[GIVEN PROBLEM 1]:
In the debate commentary, why does the speaker say these events are no longer really debates?
[GIVEN PROBLEM 2]:
Check each statement against the debate commentary. Answer yes or no, and quote the words that decide it.
(a) The speaker thought Santorum did well.
(b) Perry's last debate before this series was in 2008.
(c) The speaker observed that Perry seems to get tired after about an hour.
[GIVEN PROBLEM 3]:
In the debate commentary, in what city was the debate last Thursday held?

All because FEMA didn't know that they actually had enough money when they've had enough money all along.
Every time this stuff comes up, I feel played, you know, for a sap or a sucker of some kind.
The Republican debate.
By the way, these things are increasingly not debates.
They are, and they haven't been, I guess, for actually a long time.
They're more like extended press conferences or expanded Sunday morning shows with a few tweaks in the rules that allow people to respond if for 30 seconds if their names happen to be mentioned in the course, somebody else speaking.
But it was a disappointing night for Rick Perry.
Actually, it was a disappointing night.
I thought Santorum did well, and Herman Kane did well.
The rest of the folks, it was to me sort of pathetic and sadly disappointing.
As rich as the target is, with as many things that are happening in this country and around the world, financial circumstances, the world financial circumstances, the situation with Europe is a shining example of where we ought not go, but yet we're on that path.
A great opportunity to draw a profound contrast between our position and that of Obama and the regime.
And I just thought it was disappointing.
A lot of people were expecting much more out of Rick Perry.
And he didn't come through.
So now here's what I've learned.
That Rick Perry, this is the, I guess, the spin or the explanation.
Rick Perry just never does well in debates.
He never has.
He doesn't win debates, but boy, does he win elections?
In fact, the last debate Perry was in before this series began was in 2005.
It's just not one of the things that he does well.
Okay, look, I totally understand spin, but these are not debates.
This is QA.
You got to have some facts at your command.
You have to be able to parry.
And I'll go back P-A-R-R-Y.
You have to be able to go back and forth.
But if you're going to go out and try to illustrate Romney's flip-flops, rehearse it or know it.
I don't know about you.
I just, I thought it was a little disappointing.
And in fact, I made an observation about Perry week before last that after about an hour, he seems to get tired.
Seems to wear down.
Sentences get slower.
The words get put together slower.
And in fact, the Perry campaign has said that he was a product of being tired in these debates.
In fact, last Thursday, this is in Orlando.
Here is Perry responding to Romney's defense of Romney care.
I think Americans just don't know sometimes which Mitt Romney they're dealing with.
Is it the Mitt Romney that was on the side of against the Second Amendment before he was for the Second Amendment?
Was it before he was before the social programs from the standpoint of he was for standing out for Roe versus Wade before he was against Roe versus Wade?
He was for race to the top.
He's for Obamacare, and now he's against it.
I mean, we'll wait until tomorrow and see which Mitt Romney we're really talking to tonight.
And so they say, he was just tired.
He had a long day out there, long day of fundraising, long day of campaigning, a bunch of speech buying, and he was just a little tired out there.

[DATASET EXTRACT]:
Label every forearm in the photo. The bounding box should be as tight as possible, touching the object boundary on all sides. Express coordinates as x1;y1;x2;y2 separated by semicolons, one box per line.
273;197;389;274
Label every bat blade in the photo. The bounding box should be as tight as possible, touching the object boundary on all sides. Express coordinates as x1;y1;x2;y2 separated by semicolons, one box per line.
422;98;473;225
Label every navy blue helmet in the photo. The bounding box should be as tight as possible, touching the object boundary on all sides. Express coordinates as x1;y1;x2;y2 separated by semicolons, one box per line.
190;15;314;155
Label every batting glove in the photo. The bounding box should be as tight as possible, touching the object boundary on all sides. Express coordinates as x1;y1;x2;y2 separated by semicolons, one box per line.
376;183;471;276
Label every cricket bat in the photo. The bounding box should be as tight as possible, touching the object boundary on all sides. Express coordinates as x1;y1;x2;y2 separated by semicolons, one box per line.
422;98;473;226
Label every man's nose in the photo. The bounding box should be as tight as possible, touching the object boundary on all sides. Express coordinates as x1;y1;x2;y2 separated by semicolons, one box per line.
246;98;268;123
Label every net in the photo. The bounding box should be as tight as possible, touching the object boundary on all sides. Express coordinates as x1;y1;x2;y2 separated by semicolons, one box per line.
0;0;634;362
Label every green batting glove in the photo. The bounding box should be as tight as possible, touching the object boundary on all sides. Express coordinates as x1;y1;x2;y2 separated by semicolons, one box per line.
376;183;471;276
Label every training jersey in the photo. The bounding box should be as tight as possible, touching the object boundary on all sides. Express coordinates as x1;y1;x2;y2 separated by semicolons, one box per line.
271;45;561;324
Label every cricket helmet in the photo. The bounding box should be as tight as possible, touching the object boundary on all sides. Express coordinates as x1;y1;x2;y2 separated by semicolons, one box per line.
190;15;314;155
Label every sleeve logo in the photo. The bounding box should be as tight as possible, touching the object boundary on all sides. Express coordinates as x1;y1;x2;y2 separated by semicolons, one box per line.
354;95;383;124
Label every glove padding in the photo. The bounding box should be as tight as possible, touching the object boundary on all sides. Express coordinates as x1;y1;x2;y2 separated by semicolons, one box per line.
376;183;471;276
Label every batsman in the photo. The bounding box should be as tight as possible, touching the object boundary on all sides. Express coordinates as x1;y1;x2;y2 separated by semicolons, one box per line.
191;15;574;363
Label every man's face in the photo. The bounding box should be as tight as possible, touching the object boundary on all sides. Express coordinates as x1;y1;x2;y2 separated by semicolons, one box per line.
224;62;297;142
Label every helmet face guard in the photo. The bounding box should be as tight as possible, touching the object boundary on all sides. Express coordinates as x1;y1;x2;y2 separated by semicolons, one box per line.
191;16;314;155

[FULL SOLUTION 1]:
The speaker says they work more like extended press conferences or expanded Sunday morning shows. The only real change is a few rule tweaks that let people respond briefly when someone else mentions their names.

[FULL SOLUTION 2]:
(a) Yes: "I thought Santorum did well"
(b) No: "the last debate Perry was in before this series began was in 2005."
(c) Yes: "after about an hour, he seems to get tired."

[FULL SOLUTION 3]:
Orlando.